[BEGIN Available data]
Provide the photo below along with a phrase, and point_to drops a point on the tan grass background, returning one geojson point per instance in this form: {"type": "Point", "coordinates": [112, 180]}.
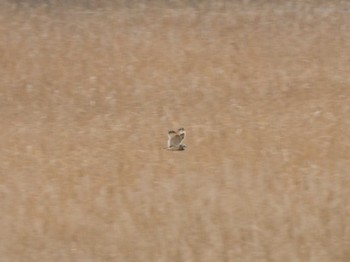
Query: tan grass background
{"type": "Point", "coordinates": [88, 91]}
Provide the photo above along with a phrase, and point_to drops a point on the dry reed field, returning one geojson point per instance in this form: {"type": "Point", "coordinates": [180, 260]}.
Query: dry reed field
{"type": "Point", "coordinates": [89, 90]}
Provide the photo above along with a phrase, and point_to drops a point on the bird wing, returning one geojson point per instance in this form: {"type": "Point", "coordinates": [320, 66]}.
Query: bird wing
{"type": "Point", "coordinates": [175, 141]}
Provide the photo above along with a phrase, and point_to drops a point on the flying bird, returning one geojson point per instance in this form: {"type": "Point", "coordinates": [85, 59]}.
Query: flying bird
{"type": "Point", "coordinates": [175, 140]}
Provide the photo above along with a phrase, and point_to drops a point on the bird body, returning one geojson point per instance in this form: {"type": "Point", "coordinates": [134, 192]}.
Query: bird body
{"type": "Point", "coordinates": [175, 140]}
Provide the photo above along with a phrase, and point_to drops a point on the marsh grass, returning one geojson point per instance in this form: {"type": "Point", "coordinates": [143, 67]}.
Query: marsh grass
{"type": "Point", "coordinates": [88, 93]}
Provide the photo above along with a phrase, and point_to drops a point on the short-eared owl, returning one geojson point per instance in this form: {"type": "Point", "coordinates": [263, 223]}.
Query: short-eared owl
{"type": "Point", "coordinates": [175, 140]}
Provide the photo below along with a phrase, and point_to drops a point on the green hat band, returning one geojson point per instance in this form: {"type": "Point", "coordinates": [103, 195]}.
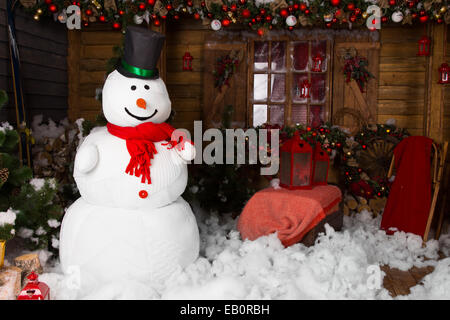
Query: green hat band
{"type": "Point", "coordinates": [138, 71]}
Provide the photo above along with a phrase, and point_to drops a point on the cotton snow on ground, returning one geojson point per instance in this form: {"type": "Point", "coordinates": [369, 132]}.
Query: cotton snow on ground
{"type": "Point", "coordinates": [341, 265]}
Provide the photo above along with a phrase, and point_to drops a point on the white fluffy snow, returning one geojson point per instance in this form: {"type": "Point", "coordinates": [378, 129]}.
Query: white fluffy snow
{"type": "Point", "coordinates": [8, 217]}
{"type": "Point", "coordinates": [341, 265]}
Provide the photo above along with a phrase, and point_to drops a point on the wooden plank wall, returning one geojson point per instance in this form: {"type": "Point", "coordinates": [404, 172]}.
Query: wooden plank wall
{"type": "Point", "coordinates": [43, 52]}
{"type": "Point", "coordinates": [402, 80]}
{"type": "Point", "coordinates": [185, 87]}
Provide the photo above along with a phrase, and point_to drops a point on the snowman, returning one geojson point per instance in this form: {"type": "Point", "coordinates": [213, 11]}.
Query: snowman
{"type": "Point", "coordinates": [131, 221]}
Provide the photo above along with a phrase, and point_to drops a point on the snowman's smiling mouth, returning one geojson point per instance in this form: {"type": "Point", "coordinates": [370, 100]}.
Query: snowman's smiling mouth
{"type": "Point", "coordinates": [140, 118]}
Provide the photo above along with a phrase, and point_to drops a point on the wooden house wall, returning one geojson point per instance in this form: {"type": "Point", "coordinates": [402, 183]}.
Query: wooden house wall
{"type": "Point", "coordinates": [43, 54]}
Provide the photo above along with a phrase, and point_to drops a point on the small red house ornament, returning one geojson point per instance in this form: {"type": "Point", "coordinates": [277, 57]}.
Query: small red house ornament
{"type": "Point", "coordinates": [317, 63]}
{"type": "Point", "coordinates": [424, 46]}
{"type": "Point", "coordinates": [34, 289]}
{"type": "Point", "coordinates": [306, 86]}
{"type": "Point", "coordinates": [187, 61]}
{"type": "Point", "coordinates": [296, 163]}
{"type": "Point", "coordinates": [321, 165]}
{"type": "Point", "coordinates": [444, 71]}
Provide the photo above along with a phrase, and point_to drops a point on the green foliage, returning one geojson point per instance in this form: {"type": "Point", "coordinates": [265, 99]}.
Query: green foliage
{"type": "Point", "coordinates": [222, 188]}
{"type": "Point", "coordinates": [88, 125]}
{"type": "Point", "coordinates": [36, 206]}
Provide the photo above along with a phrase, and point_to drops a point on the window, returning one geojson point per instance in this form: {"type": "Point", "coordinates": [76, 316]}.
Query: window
{"type": "Point", "coordinates": [280, 72]}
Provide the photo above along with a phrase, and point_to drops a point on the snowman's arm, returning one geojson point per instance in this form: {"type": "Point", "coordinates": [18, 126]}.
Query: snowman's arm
{"type": "Point", "coordinates": [86, 158]}
{"type": "Point", "coordinates": [186, 150]}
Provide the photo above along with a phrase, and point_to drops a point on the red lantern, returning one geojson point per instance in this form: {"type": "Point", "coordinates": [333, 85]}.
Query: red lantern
{"type": "Point", "coordinates": [321, 165]}
{"type": "Point", "coordinates": [296, 163]}
{"type": "Point", "coordinates": [317, 63]}
{"type": "Point", "coordinates": [444, 70]}
{"type": "Point", "coordinates": [424, 46]}
{"type": "Point", "coordinates": [187, 61]}
{"type": "Point", "coordinates": [306, 86]}
{"type": "Point", "coordinates": [34, 290]}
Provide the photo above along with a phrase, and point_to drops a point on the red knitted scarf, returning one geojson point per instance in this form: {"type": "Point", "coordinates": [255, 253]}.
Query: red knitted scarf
{"type": "Point", "coordinates": [140, 144]}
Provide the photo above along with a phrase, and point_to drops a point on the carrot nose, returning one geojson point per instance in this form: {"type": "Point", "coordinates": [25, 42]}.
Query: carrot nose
{"type": "Point", "coordinates": [141, 103]}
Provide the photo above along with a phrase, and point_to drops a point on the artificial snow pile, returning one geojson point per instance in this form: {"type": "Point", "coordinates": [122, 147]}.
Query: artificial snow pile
{"type": "Point", "coordinates": [341, 265]}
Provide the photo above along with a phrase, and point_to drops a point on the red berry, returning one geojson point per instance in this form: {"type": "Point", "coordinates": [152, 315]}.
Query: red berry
{"type": "Point", "coordinates": [246, 13]}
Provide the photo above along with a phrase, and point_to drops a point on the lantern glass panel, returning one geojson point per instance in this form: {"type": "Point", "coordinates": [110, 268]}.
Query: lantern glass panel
{"type": "Point", "coordinates": [285, 168]}
{"type": "Point", "coordinates": [260, 82]}
{"type": "Point", "coordinates": [301, 169]}
{"type": "Point", "coordinates": [320, 171]}
{"type": "Point", "coordinates": [259, 114]}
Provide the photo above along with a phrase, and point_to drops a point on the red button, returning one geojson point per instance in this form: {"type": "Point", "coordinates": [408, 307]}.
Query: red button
{"type": "Point", "coordinates": [143, 194]}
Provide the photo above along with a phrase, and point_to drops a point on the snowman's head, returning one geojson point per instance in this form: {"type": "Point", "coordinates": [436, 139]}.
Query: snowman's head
{"type": "Point", "coordinates": [128, 102]}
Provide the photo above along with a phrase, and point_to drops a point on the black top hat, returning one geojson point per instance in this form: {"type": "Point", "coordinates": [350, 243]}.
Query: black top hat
{"type": "Point", "coordinates": [142, 49]}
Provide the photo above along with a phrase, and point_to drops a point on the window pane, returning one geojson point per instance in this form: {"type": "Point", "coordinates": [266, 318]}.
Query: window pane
{"type": "Point", "coordinates": [318, 88]}
{"type": "Point", "coordinates": [278, 56]}
{"type": "Point", "coordinates": [260, 87]}
{"type": "Point", "coordinates": [261, 55]}
{"type": "Point", "coordinates": [296, 92]}
{"type": "Point", "coordinates": [277, 115]}
{"type": "Point", "coordinates": [259, 114]}
{"type": "Point", "coordinates": [300, 56]}
{"type": "Point", "coordinates": [278, 88]}
{"type": "Point", "coordinates": [316, 116]}
{"type": "Point", "coordinates": [299, 113]}
{"type": "Point", "coordinates": [319, 47]}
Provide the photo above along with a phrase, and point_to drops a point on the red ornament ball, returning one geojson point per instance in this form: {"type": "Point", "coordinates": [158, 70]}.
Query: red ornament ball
{"type": "Point", "coordinates": [335, 3]}
{"type": "Point", "coordinates": [142, 6]}
{"type": "Point", "coordinates": [246, 13]}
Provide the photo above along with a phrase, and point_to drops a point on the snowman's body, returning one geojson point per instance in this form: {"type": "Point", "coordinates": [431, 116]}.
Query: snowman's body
{"type": "Point", "coordinates": [121, 227]}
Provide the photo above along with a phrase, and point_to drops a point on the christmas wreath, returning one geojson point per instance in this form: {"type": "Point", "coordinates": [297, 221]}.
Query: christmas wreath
{"type": "Point", "coordinates": [356, 68]}
{"type": "Point", "coordinates": [225, 68]}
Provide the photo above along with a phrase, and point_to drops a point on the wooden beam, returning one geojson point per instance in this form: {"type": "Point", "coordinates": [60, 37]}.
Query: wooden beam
{"type": "Point", "coordinates": [435, 100]}
{"type": "Point", "coordinates": [73, 73]}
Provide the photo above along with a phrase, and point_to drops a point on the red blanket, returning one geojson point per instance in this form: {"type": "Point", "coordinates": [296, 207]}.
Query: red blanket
{"type": "Point", "coordinates": [292, 213]}
{"type": "Point", "coordinates": [409, 201]}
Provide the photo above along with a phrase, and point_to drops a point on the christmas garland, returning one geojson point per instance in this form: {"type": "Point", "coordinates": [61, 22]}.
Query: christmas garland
{"type": "Point", "coordinates": [346, 151]}
{"type": "Point", "coordinates": [257, 15]}
{"type": "Point", "coordinates": [355, 68]}
{"type": "Point", "coordinates": [225, 67]}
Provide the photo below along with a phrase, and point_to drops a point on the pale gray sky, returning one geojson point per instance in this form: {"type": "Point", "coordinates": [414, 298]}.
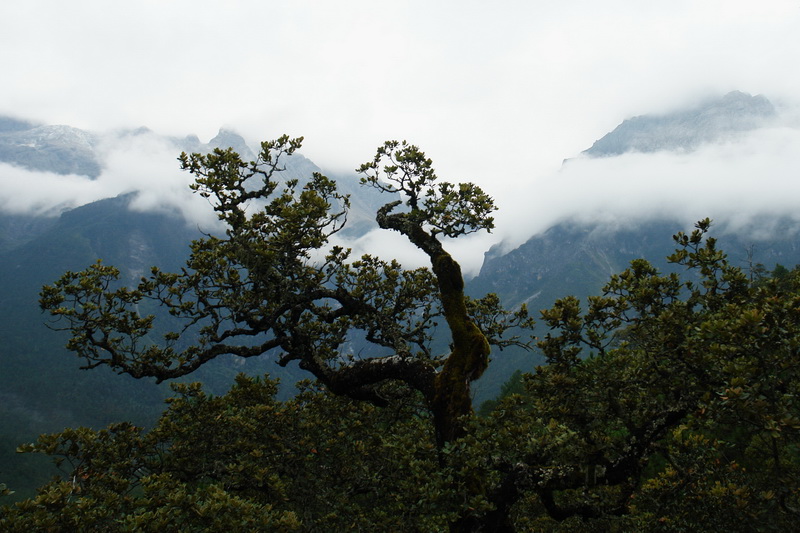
[END Available data]
- **What you have to do**
Filter the records above, keeping each line that contains the string "head".

- **Solution for this exercise**
Provide the photo above along with a phrase, and point_to drops a point on the snowman's head, returning one geojson point per instance in this form: {"type": "Point", "coordinates": [436, 139]}.
Query: snowman's head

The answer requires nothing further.